--- Available records ---
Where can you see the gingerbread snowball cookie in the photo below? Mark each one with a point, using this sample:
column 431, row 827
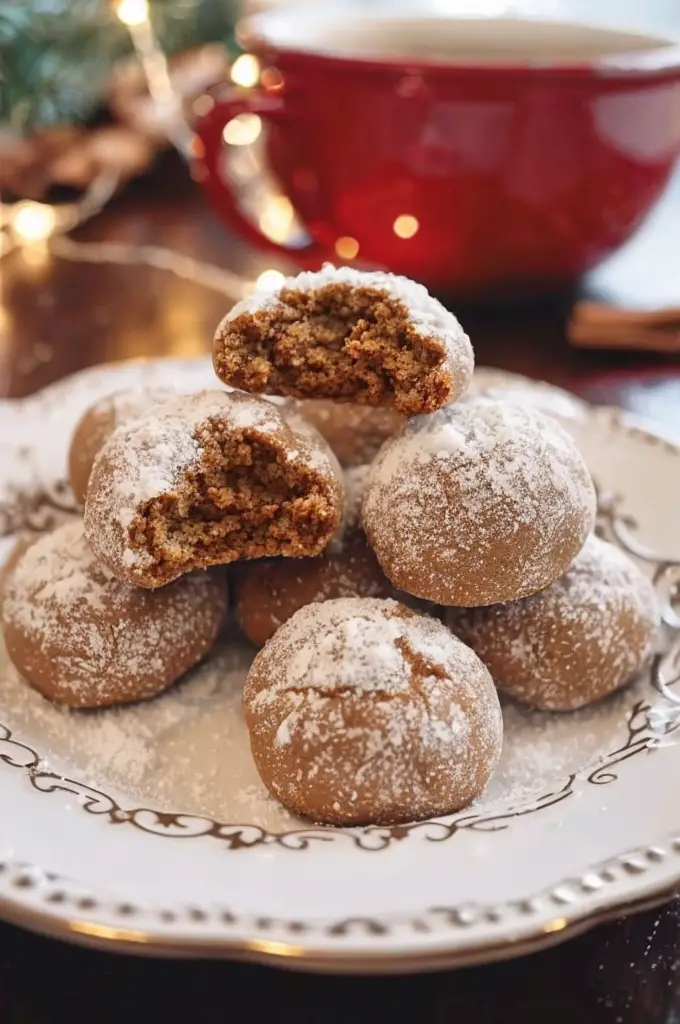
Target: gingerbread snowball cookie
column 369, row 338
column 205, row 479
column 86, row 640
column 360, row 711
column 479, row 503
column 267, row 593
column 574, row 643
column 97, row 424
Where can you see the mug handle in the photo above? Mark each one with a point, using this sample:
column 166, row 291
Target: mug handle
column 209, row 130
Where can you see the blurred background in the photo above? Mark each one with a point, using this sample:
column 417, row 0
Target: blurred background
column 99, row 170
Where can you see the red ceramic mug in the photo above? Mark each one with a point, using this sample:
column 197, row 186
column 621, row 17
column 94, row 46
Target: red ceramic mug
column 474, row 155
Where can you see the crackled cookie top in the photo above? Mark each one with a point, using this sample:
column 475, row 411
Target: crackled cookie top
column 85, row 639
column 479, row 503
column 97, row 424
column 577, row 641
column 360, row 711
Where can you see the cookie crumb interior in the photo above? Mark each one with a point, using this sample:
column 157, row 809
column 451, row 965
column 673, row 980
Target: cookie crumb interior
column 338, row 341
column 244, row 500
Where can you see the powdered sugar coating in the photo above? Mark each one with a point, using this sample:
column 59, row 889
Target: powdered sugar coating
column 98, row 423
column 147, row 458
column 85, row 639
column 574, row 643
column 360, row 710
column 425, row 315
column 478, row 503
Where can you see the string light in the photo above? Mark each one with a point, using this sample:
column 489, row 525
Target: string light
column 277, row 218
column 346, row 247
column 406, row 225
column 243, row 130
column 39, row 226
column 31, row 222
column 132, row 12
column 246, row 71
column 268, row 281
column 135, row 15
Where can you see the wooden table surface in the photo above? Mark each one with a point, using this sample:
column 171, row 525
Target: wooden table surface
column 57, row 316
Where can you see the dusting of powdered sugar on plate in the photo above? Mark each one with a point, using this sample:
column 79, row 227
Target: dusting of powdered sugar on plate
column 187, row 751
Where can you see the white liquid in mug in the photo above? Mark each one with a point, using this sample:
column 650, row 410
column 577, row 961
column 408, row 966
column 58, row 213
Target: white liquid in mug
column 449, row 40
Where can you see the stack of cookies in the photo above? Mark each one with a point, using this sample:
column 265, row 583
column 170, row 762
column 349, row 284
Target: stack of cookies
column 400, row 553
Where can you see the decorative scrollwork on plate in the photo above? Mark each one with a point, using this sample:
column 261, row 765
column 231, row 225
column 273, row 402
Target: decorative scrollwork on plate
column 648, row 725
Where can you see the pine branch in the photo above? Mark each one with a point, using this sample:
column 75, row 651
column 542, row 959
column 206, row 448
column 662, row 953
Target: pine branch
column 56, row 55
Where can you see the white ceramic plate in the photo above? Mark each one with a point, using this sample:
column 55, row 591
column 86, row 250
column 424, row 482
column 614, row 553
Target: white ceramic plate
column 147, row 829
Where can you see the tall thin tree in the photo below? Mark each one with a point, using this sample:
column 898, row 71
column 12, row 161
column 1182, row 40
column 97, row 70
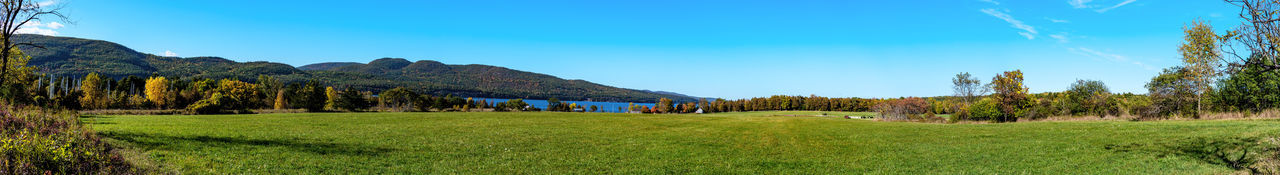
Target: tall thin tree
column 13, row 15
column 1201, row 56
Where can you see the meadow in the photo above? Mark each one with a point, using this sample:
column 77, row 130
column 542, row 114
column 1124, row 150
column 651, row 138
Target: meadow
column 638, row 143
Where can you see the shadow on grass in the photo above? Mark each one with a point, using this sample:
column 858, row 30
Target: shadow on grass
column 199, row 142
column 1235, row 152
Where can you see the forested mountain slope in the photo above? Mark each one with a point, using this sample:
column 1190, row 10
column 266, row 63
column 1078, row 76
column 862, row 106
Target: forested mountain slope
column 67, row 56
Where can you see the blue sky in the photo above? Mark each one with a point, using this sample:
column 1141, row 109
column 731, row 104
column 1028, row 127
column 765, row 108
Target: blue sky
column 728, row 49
---
--- Available records ---
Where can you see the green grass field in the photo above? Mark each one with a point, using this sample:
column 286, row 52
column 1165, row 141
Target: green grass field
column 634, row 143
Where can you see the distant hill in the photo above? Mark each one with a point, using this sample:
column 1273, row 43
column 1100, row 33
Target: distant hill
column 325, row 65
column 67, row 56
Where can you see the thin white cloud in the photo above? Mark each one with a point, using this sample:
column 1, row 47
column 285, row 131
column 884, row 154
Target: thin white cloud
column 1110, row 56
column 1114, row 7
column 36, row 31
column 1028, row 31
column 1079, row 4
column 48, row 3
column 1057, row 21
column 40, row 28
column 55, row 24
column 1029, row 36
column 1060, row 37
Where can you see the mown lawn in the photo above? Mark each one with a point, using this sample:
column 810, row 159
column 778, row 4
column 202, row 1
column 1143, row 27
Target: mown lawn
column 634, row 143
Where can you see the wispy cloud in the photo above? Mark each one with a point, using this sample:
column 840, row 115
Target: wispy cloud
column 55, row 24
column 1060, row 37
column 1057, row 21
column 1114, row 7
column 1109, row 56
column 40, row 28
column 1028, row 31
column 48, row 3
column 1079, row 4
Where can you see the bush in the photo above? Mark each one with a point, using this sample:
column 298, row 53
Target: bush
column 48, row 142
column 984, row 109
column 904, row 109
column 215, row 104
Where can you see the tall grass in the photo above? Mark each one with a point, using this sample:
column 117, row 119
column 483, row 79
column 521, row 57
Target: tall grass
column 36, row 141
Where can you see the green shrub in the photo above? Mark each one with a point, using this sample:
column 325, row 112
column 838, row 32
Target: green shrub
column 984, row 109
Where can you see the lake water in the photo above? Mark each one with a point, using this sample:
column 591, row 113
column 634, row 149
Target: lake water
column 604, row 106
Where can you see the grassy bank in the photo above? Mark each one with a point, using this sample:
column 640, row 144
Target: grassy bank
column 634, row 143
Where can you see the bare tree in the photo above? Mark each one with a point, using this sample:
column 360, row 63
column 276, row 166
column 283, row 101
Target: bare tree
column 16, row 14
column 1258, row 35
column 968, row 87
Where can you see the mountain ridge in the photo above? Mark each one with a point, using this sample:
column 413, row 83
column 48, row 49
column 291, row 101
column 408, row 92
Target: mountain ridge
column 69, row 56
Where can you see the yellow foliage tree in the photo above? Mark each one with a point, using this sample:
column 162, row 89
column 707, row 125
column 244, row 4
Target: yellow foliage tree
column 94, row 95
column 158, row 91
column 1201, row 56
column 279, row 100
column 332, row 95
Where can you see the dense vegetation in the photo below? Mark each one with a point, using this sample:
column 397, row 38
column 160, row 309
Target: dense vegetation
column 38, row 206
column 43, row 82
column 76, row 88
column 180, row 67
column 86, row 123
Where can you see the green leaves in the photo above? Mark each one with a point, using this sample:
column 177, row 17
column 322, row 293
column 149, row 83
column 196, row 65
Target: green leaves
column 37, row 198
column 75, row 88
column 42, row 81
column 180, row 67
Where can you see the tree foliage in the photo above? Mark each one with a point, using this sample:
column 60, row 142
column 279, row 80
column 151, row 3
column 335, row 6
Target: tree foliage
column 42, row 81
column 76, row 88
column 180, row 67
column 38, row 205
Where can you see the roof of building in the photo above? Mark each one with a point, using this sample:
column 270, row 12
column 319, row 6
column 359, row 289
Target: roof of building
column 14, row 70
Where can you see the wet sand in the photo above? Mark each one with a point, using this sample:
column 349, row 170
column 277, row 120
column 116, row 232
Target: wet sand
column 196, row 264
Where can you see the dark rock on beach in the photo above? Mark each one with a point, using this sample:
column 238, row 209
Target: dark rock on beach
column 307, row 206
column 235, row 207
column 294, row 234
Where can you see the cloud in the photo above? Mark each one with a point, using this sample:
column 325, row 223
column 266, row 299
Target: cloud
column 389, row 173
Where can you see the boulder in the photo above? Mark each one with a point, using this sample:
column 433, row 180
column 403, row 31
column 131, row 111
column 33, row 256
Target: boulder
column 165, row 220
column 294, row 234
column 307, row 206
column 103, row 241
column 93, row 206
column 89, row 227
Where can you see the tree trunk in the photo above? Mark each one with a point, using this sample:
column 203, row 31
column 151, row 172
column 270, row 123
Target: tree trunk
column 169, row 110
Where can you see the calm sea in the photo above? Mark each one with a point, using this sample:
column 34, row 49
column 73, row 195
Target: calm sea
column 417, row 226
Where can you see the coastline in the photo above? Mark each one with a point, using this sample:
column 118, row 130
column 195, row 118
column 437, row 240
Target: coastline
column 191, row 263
---
--- What to work on ---
Update the listing from the line with "Where can you see the white ceramic" up to and including the line with "column 638, row 143" by replacing each "sample" with "template" and leaving everything else unchanged. Reproduce only those lines, and leave the pictures out of the answer.

--- Written solution ---
Where can you see the white ceramic plate in the photo above? Mark each one with a point, using this template:
column 55, row 591
column 86, row 250
column 424, row 482
column 614, row 553
Target: white ceramic plate
column 147, row 829
Where can you see the tall thin tree in the photo below? Mark each one with a point, using this template:
column 898, row 71
column 12, row 161
column 1182, row 40
column 97, row 70
Target: tall thin tree
column 13, row 15
column 1201, row 56
Where can you see the meadow in the photo above? Mark each one with a point, using this template:
column 77, row 130
column 542, row 114
column 1124, row 150
column 651, row 138
Target: meadow
column 638, row 143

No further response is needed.